What you have to do:
Please copy the entries below word for word, leaving out any image.

Material for the task:
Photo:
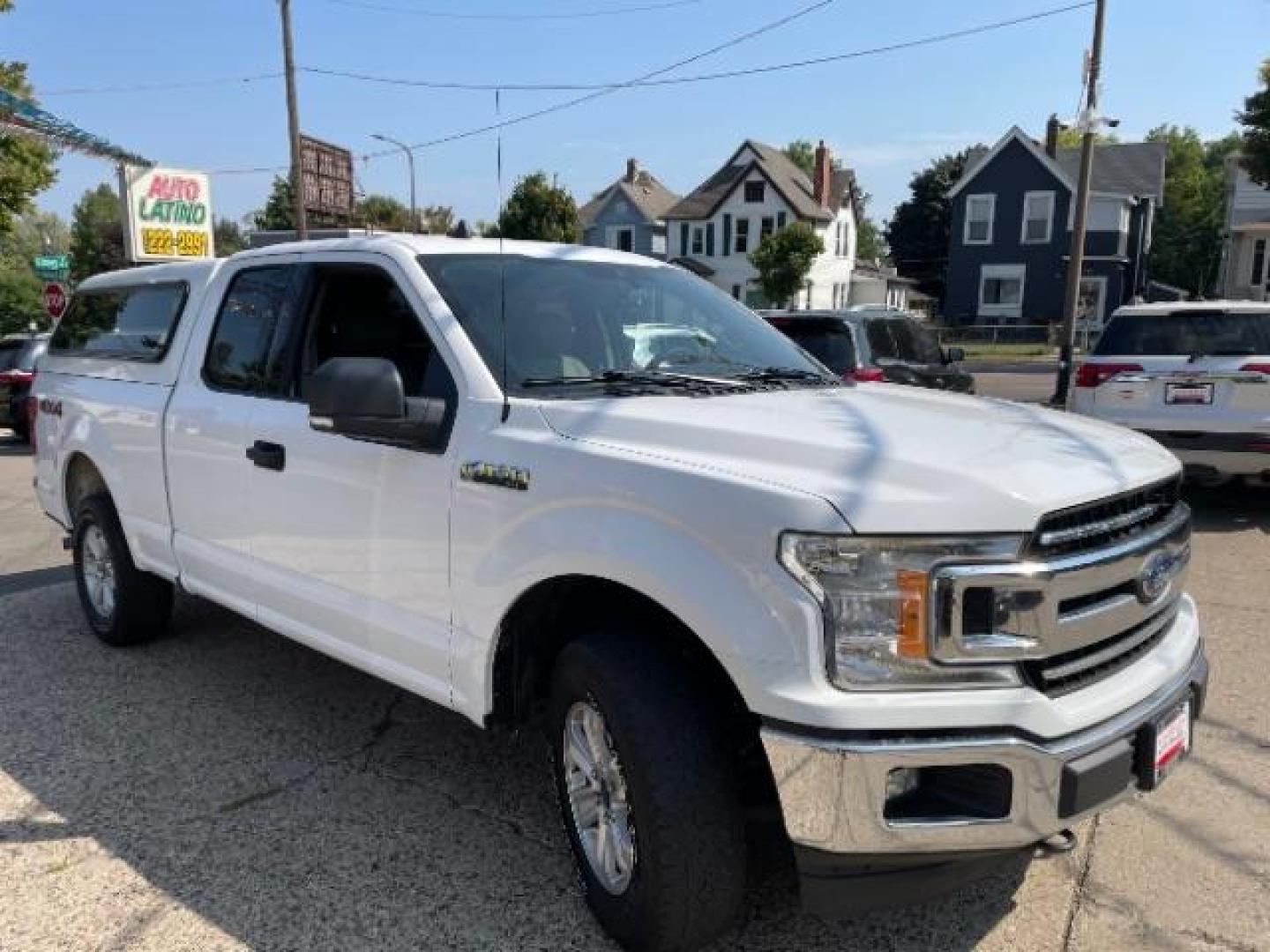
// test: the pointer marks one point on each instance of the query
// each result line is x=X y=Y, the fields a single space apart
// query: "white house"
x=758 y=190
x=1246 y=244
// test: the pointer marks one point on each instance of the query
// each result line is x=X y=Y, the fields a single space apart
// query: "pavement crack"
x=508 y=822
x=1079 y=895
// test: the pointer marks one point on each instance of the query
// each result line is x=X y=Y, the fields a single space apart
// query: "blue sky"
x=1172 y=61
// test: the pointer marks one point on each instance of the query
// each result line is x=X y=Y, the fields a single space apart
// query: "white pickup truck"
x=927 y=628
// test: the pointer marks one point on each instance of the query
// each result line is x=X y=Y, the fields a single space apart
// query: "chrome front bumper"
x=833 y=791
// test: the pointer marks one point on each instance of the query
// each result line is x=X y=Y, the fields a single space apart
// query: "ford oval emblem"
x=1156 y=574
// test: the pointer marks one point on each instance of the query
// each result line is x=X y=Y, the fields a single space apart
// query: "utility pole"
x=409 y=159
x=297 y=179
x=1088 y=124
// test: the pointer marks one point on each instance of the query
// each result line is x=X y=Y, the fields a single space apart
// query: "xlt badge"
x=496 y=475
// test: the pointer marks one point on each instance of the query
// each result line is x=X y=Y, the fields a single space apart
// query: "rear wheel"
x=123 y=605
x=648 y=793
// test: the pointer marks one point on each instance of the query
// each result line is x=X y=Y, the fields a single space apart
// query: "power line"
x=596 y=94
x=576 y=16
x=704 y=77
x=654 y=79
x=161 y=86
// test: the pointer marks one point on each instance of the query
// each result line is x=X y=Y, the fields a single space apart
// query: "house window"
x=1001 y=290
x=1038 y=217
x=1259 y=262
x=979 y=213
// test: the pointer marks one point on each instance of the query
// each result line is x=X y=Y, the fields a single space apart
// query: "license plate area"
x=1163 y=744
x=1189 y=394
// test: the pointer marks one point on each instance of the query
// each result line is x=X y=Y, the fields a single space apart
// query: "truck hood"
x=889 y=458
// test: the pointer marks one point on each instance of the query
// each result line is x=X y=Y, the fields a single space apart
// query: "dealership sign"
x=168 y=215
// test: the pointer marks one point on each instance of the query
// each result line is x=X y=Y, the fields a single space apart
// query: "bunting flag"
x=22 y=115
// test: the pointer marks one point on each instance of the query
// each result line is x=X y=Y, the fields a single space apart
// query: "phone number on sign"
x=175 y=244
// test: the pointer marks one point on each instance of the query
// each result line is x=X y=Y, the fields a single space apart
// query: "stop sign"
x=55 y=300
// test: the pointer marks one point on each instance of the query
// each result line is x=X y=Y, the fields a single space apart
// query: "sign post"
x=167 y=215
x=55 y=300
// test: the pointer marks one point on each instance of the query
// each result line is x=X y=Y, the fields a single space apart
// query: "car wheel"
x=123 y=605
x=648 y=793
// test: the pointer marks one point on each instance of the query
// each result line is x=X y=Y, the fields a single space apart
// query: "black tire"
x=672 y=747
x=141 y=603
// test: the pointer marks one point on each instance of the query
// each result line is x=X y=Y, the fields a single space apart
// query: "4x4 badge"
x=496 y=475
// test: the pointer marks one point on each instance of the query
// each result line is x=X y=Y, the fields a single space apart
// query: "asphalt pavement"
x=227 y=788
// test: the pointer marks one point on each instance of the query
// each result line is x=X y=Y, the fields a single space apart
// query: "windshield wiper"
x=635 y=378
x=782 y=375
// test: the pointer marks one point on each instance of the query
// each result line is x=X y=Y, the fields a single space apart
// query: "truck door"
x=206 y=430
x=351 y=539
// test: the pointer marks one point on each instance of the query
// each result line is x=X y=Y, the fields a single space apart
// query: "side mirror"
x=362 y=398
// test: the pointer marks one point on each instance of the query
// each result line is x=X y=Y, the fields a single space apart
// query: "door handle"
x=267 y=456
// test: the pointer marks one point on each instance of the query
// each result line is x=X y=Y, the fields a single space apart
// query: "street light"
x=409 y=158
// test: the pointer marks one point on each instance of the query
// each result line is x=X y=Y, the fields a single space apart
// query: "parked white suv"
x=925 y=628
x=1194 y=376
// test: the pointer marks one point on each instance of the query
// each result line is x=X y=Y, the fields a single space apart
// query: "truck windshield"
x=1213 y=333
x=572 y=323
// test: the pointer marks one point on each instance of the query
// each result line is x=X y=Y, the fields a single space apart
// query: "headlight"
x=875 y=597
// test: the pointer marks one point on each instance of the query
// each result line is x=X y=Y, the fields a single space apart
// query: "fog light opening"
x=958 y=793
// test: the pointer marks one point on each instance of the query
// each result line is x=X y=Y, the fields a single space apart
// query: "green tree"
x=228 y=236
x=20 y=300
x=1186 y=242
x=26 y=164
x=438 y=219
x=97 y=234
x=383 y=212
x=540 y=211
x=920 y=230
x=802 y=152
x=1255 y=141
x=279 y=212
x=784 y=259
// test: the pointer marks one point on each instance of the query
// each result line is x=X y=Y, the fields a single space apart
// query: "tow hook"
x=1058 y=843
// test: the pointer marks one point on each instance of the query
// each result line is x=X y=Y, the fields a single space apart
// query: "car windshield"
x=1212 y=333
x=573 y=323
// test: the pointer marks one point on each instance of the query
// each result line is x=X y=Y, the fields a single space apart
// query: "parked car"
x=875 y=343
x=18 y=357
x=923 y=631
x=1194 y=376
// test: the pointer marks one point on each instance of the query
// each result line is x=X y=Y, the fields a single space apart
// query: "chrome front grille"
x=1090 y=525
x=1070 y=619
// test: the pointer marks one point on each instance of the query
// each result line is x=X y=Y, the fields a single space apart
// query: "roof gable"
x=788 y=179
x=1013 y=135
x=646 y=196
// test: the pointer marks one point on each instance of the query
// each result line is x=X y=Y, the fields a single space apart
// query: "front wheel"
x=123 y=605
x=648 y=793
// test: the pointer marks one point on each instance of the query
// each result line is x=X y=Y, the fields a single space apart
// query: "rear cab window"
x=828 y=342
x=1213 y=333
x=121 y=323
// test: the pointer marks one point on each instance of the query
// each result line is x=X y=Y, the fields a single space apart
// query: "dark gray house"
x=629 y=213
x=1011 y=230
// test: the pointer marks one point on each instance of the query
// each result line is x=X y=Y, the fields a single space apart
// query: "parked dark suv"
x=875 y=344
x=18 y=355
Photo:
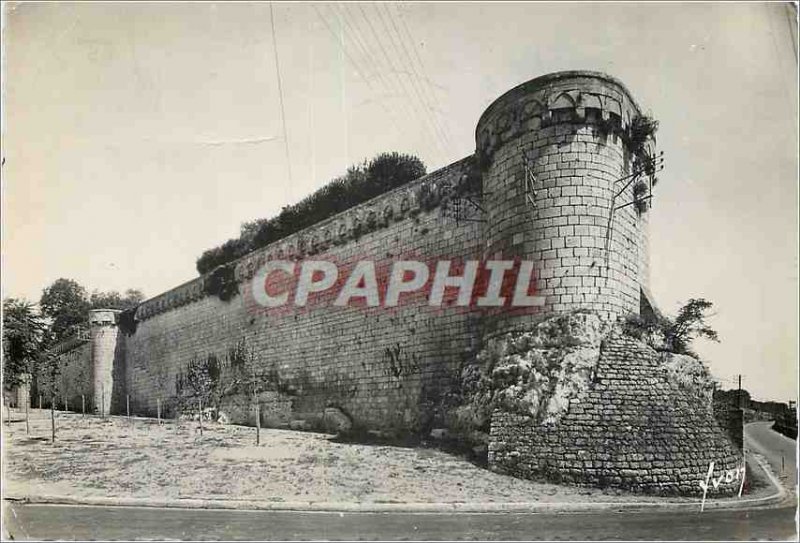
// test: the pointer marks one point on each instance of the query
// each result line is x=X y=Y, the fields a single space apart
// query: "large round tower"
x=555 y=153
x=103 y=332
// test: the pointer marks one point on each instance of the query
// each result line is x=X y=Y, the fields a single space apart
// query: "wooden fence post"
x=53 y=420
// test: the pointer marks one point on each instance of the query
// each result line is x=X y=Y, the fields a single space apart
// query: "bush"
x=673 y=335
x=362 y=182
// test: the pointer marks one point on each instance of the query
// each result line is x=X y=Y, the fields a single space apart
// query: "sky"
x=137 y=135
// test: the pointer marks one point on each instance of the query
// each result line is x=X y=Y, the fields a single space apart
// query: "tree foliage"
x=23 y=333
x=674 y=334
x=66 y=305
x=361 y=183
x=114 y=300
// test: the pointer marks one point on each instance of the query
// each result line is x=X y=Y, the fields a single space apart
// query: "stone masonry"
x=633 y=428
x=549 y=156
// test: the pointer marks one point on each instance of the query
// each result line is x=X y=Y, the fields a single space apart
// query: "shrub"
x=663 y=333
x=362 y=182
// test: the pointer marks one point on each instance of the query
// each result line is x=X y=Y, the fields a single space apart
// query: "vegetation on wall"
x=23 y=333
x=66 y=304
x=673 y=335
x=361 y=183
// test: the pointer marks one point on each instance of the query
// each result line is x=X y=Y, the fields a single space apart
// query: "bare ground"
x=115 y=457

Answer below:
Photo:
// test: the pointer marks one point on each instance of the query
// each result line is x=X y=Y, the fields a single space apart
// query: "white house"
x=758 y=190
x=1246 y=244
// test: the pointer marks one point on each instance of the query
// each result line is x=X y=Y, the fields a single space apart
// query: "pavement crack"
x=508 y=822
x=1079 y=895
// test: the pointer marks one point on each instance of the query
// each result line is x=X y=Y, the fields a single space apart
// query: "blue sky"
x=1172 y=61
// test: the pointer marks one point on each instance of the query
// each result line is x=X y=Y, the fields a single space apart
// query: "white pickup truck"
x=927 y=628
// test: the pointer marks one point on each instance of the query
// each result line is x=X y=Y, the fields a single space apart
// query: "chrome front bumper"
x=833 y=791
// test: the pointer marks one point on each instance of the query
// each result line is x=X y=Y, the fields a single space apart
// query: "ford oval emblem"
x=1156 y=574
// test: the pointer marks one point on each instance of the query
// each result line is x=X y=Y, the fields a single space apart
// query: "utility pole"
x=409 y=159
x=297 y=179
x=1088 y=124
// test: the pointer marks one point on each instance of the query
// each result line is x=X y=Y, the fields a single space apart
// query: "xlt badge"
x=496 y=475
// test: the pointer marks one point on each instance of the query
// each result line is x=X y=Y, the fields a single space apart
// query: "rear wheel"
x=123 y=605
x=648 y=793
// test: the pointer marks one point on each instance of the query
// each result line is x=X y=Y, the fields a single space apart
// query: "power line"
x=596 y=94
x=576 y=16
x=704 y=77
x=654 y=79
x=161 y=86
// test: the pointer marks one point on each instance of the query
// each result line is x=X y=Y, the fields a single space apart
// query: "house window"
x=1001 y=290
x=1038 y=217
x=1259 y=262
x=979 y=213
// test: the pointer marks one point on each instance of the query
// each result line is x=X y=Y, the fields a single space apart
// query: "license plate area"
x=1163 y=744
x=1189 y=394
// test: the pointer marks one point on each instance of the query
// each result line is x=X y=Y, the fields a single space apart
// query: "truck hood"
x=889 y=458
// test: the pointer marks one point on each instance of the query
// each result line is x=X y=Y, the fields a single space apart
// query: "dealership sign"
x=168 y=215
// test: the pointer marks one point on each instance of the query
// each result line is x=X y=Y, the fields a single space apart
// query: "bunting flag"
x=22 y=115
// test: the pointer marks one point on each instance of the query
// each result line is x=X y=Y, the fields a single space apart
// query: "phone number on sign"
x=175 y=244
// test: the pointer marks one point on each instance of the query
// each result line is x=X y=Y, the fields a single space apart
// query: "stop sign"
x=55 y=300
// test: the pointer marks one point on each instance of the query
// each result line is x=X y=Y, the fields a single space apart
// query: "sign post"
x=167 y=215
x=55 y=300
// test: the pointer marks one point on each instance of the query
// each result line is x=X y=Y, the fields a single space apart
// query: "car wheel"
x=123 y=605
x=648 y=793
// test: the pointer marks one point on each instance of the query
// each result line is x=X y=Y, the fields a single space apart
// query: "black tire"
x=672 y=747
x=141 y=603
// test: the pointer marks one point on each instance of the query
// each result line is x=X y=Y, the fields a single space apart
// query: "4x4 badge"
x=496 y=475
// test: the pointer marks one point on each instance of the query
// each result line is x=X y=Y, the fields a single space apart
// query: "asphalt pavement"
x=227 y=788
// test: the pointer marks one point on each instance of the query
// each result line is x=X y=Y, the fields a single space apart
// query: "windshield wiper"
x=635 y=378
x=782 y=375
// test: the pointer marks one point on each instance of the query
// each result line is x=X y=Y, the fields a single space apart
// query: "truck door"
x=206 y=430
x=351 y=539
// test: the pointer marks one point on each instance of the query
// each result line is x=X y=Y, the fields a single space apart
// query: "side mirror"
x=362 y=398
// test: the pointer marks one point on each instance of the query
// each result line is x=X y=Y, the fields a single space apart
// query: "door handle"
x=267 y=456
// test: the pointer marks one point on each instance of the query
// each result line is x=X y=Y, the fields a single space apart
// query: "street light"
x=409 y=158
// test: the pointer marks one point on each instance of the query
// each result line is x=X y=Y, the fields a single space apart
// query: "parked white suv"
x=925 y=628
x=1194 y=376
// test: the pointer marks one point on each instance of the query
// each result line is x=X y=Y, the fields a single space apart
// query: "truck windshield"
x=1213 y=333
x=572 y=323
// test: the pointer marks one point on each instance of the query
// each result line is x=X y=Y, the fields a single space apart
// query: "headlight"
x=875 y=597
// test: the pointer marks one point on each instance of the query
// each result line is x=X y=Y, the fields a single space apart
// query: "fog light opening"
x=958 y=793
// test: the pointer marks one point on each instance of the query
// each result line is x=X y=Y, the fields a single space apart
// query: "green tree"
x=228 y=236
x=20 y=300
x=1186 y=242
x=26 y=164
x=438 y=219
x=97 y=234
x=383 y=212
x=540 y=211
x=920 y=230
x=802 y=152
x=1255 y=141
x=279 y=212
x=784 y=259
// test: the pointer marks one point on each instance of the query
// each result line is x=X y=Y, the fields a single space apart
// query: "tow hook"
x=1058 y=843
// test: the pointer marks one point on each instance of the query
// each result line is x=X y=Y, the fields a single space apart
// query: "car windshield"
x=1212 y=333
x=573 y=323
// test: the pointer marks one point on each instance of the query
// each result line is x=X y=Y, the fields a single space apart
// query: "parked car"
x=875 y=343
x=18 y=357
x=923 y=631
x=1194 y=376
// test: the pointer marks one point on each instance of the query
// each result line is x=X y=Y, the fields a single space apart
// query: "chrome front grille"
x=1090 y=525
x=1070 y=619
// test: the pointer marks one point on each instance of the query
// each result line is x=X y=Y, the fields a single space apart
// query: "roof gable"
x=788 y=179
x=1013 y=135
x=646 y=196
// test: the pointer marks one point on each instance of the query
// each result line is x=X y=Y, the fields a single space apart
// query: "front wheel"
x=123 y=605
x=648 y=793
// test: the pointer marks one point on each instance of the query
// each result line is x=X y=Y, the fields a single space apart
// query: "rear cab window"
x=828 y=342
x=1213 y=333
x=121 y=323
// test: the pointer marks one point on each instance of the query
// each result line is x=X y=Y, the fields a single space apart
// query: "dark gray house"
x=629 y=213
x=1011 y=230
// test: the pointer marks one point on each instance of the query
// each result line is x=X y=Y, the fields a single space apart
// query: "parked dark suv"
x=875 y=344
x=18 y=355
Photo:
// test: the pointer marks one point on each instance of the query
// each result line is x=X y=Y, the fields a single space apart
// query: "large round tower"
x=555 y=153
x=103 y=332
// test: the pointer marks one point on each instance of the query
// each result line is x=X y=Y, the fields a single space apart
// query: "wooden fence post"
x=53 y=420
// test: the pointer marks one point on each instance of the query
// each result line is x=X y=Y, the fields a single space apart
// query: "bush"
x=673 y=335
x=362 y=182
// test: the pointer marks one point on each instance of the query
// each result line is x=X y=Y, the fields a single space apart
// query: "sky"
x=137 y=135
// test: the pointer marks one point on each instance of the query
// each result line is x=X y=Y, the fields a single space apart
// query: "tree foliage"
x=23 y=333
x=674 y=334
x=66 y=305
x=361 y=183
x=114 y=300
// test: the pointer marks one point on each instance of the query
// each result line is x=X y=Y, the fields a single space apart
// query: "stone masonry"
x=633 y=428
x=549 y=156
// test: the pointer marks one point on each instance of the query
// each result line is x=X y=Y, the fields a single space apart
// query: "shrub"
x=663 y=333
x=362 y=182
// test: the pointer marks one point on each instance of the query
// each result line is x=X y=Y, the fields a single space apart
// query: "vegetation on wall"
x=23 y=333
x=66 y=304
x=673 y=335
x=361 y=183
// test: the pointer marks one point on each instance of the query
// each result line is x=X y=Y, the fields a single space apart
// query: "bare ground"
x=115 y=457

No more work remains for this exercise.